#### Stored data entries
Segment Open

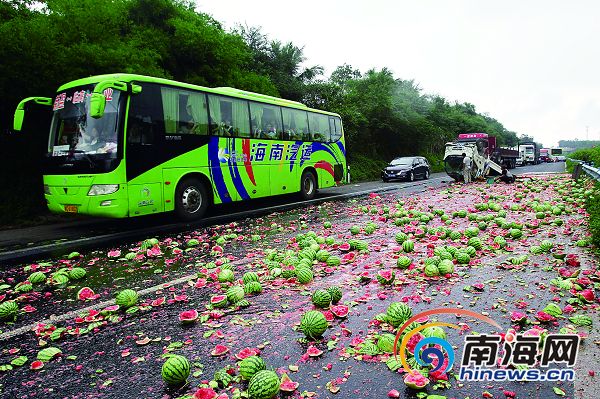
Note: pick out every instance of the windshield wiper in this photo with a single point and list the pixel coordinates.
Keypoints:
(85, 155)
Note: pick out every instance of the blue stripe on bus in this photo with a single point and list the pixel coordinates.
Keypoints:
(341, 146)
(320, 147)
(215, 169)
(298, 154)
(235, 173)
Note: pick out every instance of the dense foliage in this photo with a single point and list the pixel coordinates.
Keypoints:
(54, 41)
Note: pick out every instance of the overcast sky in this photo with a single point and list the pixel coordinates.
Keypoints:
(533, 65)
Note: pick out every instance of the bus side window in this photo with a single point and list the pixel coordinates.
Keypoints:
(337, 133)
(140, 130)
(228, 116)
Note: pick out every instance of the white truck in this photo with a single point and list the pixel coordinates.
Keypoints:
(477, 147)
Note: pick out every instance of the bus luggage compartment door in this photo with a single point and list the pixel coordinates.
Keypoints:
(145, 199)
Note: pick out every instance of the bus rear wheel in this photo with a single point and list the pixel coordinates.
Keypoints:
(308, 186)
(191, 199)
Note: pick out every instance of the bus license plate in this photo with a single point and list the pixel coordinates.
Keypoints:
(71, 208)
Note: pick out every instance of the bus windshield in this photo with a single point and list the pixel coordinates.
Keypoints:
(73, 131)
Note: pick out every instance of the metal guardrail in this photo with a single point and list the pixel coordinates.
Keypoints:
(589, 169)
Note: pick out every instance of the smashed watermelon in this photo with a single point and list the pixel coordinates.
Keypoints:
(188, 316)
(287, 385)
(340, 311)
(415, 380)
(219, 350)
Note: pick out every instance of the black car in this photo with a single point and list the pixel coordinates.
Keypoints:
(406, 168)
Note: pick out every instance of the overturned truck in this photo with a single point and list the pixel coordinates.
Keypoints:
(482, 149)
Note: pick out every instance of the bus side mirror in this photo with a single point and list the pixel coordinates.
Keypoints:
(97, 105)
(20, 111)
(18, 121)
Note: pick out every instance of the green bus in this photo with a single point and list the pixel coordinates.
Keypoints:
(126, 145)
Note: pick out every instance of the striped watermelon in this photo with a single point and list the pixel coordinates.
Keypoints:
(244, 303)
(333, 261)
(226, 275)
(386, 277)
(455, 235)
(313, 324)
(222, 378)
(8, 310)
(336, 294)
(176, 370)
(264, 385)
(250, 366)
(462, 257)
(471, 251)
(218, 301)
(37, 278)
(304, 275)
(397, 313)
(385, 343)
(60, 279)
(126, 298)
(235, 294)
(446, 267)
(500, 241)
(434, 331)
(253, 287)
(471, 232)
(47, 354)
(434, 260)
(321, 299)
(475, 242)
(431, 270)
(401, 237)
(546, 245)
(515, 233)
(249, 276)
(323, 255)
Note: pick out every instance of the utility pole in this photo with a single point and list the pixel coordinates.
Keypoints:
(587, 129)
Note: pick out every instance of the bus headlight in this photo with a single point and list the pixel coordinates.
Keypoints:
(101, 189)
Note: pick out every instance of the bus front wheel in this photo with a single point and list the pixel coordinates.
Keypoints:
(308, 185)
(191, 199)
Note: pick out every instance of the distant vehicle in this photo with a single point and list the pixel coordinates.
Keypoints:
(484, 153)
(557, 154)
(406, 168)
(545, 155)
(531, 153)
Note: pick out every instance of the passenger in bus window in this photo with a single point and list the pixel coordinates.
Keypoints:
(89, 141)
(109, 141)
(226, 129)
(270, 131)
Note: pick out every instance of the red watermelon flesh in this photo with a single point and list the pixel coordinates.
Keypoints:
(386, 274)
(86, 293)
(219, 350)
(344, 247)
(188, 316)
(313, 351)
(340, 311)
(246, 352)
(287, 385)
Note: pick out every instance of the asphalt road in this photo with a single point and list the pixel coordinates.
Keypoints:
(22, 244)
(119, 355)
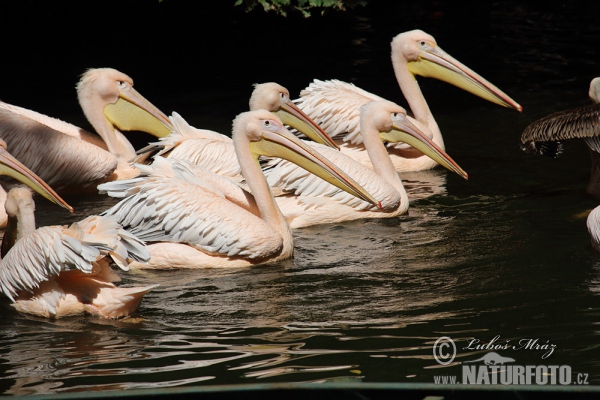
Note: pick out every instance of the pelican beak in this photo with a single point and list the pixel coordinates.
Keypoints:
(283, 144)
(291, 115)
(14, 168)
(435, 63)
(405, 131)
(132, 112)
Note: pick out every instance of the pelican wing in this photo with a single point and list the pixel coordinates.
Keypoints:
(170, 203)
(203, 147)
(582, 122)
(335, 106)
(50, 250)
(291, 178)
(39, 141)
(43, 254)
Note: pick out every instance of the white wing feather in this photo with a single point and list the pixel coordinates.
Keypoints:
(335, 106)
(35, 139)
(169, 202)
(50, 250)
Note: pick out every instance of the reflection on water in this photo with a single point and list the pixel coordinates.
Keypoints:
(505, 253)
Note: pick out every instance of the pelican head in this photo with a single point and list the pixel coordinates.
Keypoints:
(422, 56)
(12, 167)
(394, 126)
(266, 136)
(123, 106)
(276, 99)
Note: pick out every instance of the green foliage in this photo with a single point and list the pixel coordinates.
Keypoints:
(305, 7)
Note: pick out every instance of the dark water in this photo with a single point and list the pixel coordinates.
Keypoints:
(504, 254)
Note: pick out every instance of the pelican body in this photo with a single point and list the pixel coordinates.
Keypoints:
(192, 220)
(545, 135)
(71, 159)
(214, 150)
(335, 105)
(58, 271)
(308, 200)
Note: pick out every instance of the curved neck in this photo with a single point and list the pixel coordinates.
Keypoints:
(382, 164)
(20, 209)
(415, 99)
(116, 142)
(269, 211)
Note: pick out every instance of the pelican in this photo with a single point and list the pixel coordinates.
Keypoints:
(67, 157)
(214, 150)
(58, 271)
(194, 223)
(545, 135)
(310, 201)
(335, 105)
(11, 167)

Segment Closed

Restate the entries above word for word, keeping pictures out of the copy.

Note: pick out every instance of the windshield wiper in this photo with a single point and list the pixel coordinates.
Keypoints:
(85, 155)
Note: pick out every instance of the blue stripe on bus in this photo with a single point and list the pixel coordinates.
Keypoints:
(341, 146)
(320, 147)
(215, 169)
(298, 154)
(235, 173)
Note: pick out every instance of the dense foliage in this photo with a single point and list the pixel coordinates.
Keypoints:
(54, 41)
Note: pick out every instance of the overcast sky in this photo with a single point and list the pixel coordinates.
Keypoints:
(533, 65)
Note: pick out every instance of the bus side window in this photo with a single point and list the pixel coordinates.
Keypoints:
(337, 133)
(140, 130)
(228, 116)
Note: pick out every instance of the white truck in this photo with a single point and list the pixel coordinates.
Keypoints:
(477, 147)
Note: pick out every instance of the bus luggage compartment door in this photo with a single point and list the pixel coordinates.
Keypoints:
(145, 199)
Note: pick out every instance of the bus rear wheel in this photo with a single point and list the pixel coordinates.
Keypoints:
(308, 186)
(191, 199)
Note: pick out every instance of the bus license plate in this photo with a single point and list the pixel coordinates.
Keypoints:
(71, 208)
Note: pick out every instance of the bus windshield in this photo with a single point and list the pixel coordinates.
Keypoints:
(73, 131)
Note: pick out every instance of the metal guardrail in this photo with a single point and list the pixel coordinates.
Keypoints:
(589, 169)
Note: pick out every instance of the smashed watermelon in this photo with a single point and list the pixel coordinates.
Keypoints:
(188, 316)
(287, 385)
(340, 311)
(415, 380)
(219, 350)
Note: pick out every instance of the black car in this photo with a single point and list the pixel coordinates.
Keypoints:
(406, 168)
Note: pick out every instance of the overturned truck in this photo with a single point and list the pixel coordinates.
Keypoints:
(482, 149)
Note: pick out every instance of the bus side mirror in this photo with a single point and list the pixel coordinates.
Keypoints:
(97, 105)
(20, 111)
(18, 121)
Note: pick out every instance of the green bus in this photo with a single point and list the pixel coordinates.
Keypoints:
(126, 145)
Note: pick out every instance of the striped watermelon in this photo with a single point and list the pixel coordinates.
Keypoints:
(244, 303)
(333, 261)
(226, 275)
(386, 277)
(455, 235)
(313, 324)
(222, 378)
(8, 310)
(336, 294)
(176, 370)
(264, 385)
(250, 366)
(462, 257)
(471, 251)
(218, 301)
(37, 278)
(304, 275)
(397, 313)
(385, 343)
(60, 279)
(126, 298)
(235, 294)
(446, 267)
(500, 241)
(434, 331)
(253, 287)
(471, 232)
(47, 354)
(434, 260)
(321, 299)
(475, 242)
(431, 270)
(401, 237)
(546, 245)
(515, 233)
(249, 276)
(323, 255)
Note: pick out every instance of the utility pole in this photo with a single point and list the pixel coordinates.
Keypoints:
(587, 129)
Note: pick out every instance of the bus headlight in this photo with a single point and list the pixel coordinates.
Keypoints:
(101, 189)
Note: pick out every instance of the bus front wheel in this photo with a single point and list the pixel coordinates.
Keypoints:
(308, 185)
(191, 199)
Note: pick out every instance of the distant vehicle in this photo with a single point and list the pixel coordinates.
Keypoints:
(484, 153)
(557, 154)
(406, 168)
(545, 155)
(531, 153)
Note: pick out every instance of the passenger in bus window in this photo with a single point and list the pixel coordinates.
Keypoints:
(89, 141)
(109, 141)
(226, 129)
(270, 131)
Note: pick out every instance of the red watermelon flesh in this photo with a single point and list the pixel coordinates.
Keypoints:
(386, 274)
(86, 293)
(219, 350)
(344, 247)
(188, 316)
(313, 351)
(340, 311)
(246, 352)
(287, 385)
Note: pick out every instance of the asphalt road in this photo with a single point and list the pixel coordinates.
Keypoints:
(22, 244)
(119, 355)
Note: pick out every instance of the pelican beak in this photo with a single point and list the pixel coordinates.
Keypoints:
(283, 144)
(291, 115)
(14, 168)
(435, 63)
(405, 131)
(132, 112)
Note: pick out every instance of the pelican wing in this photo with a single point and list the pixel coordinates.
Keypoints:
(170, 203)
(203, 147)
(582, 122)
(335, 106)
(50, 250)
(291, 178)
(39, 141)
(43, 254)
Note: pick out every instance of the white wing feather in this photo with a single point and list the pixel coordinates.
Keypoints:
(335, 106)
(35, 139)
(169, 202)
(50, 250)
Note: pick out every instance of the reflection on water in this photo with a single point and list the pixel coordinates.
Keypoints:
(505, 253)
Note: pick out every instance of the pelican head in this photo with a single point and list the pixel coordinates.
Keypoints:
(422, 56)
(12, 167)
(394, 126)
(266, 136)
(123, 106)
(276, 99)
Note: pick out every instance of the green foliage in this photo with a single point and list the pixel coordinates.
Keypoints:
(305, 7)
Note: pick out every instance of the dark water in this photo with a single point and list the pixel coordinates.
Keypoints:
(504, 254)
Note: pick out every instance of the pelican body in this photo with a single point and list the pixel coordinates.
Keypoints:
(192, 220)
(545, 135)
(71, 159)
(214, 150)
(335, 105)
(58, 271)
(308, 200)
Note: pick out every instance of the curved neck in this photo with a single point and list the pixel coordinates.
Keypoints:
(382, 164)
(20, 209)
(415, 99)
(116, 142)
(269, 211)
Note: pick out every instance of the pelican in this photo with a single point and list the pixel coordinates.
Keypoints:
(67, 157)
(214, 150)
(58, 271)
(194, 223)
(545, 135)
(310, 201)
(335, 105)
(11, 167)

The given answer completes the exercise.